> _What to produce_:
Copy out the records below with every "Target" changed to "Object" and nothing else altered. Leave the pictures out.

> _Material for the task_:
--*--

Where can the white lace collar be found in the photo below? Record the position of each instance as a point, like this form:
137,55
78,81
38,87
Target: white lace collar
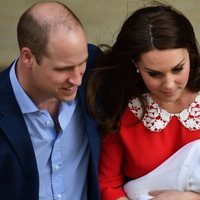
157,119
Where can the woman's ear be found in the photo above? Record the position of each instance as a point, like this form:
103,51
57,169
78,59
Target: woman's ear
136,66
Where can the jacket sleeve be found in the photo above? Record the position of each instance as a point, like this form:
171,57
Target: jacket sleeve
110,168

--*--

> _Solved exercise_:
Where can the white lace collar be found in the photo below? Record the position of each instance as a point, like this form:
137,55
78,81
38,87
Object: white lace collar
157,119
Where can the woman's ear be found in the photo above? Record the position of each instance as a point, like this form:
103,51
57,169
78,59
Object: woman's ear
136,66
Where can the jacket sleeve be found in the photo above? Record the position of each instance as a point, like this form:
171,57
Object: jacket sleeve
110,168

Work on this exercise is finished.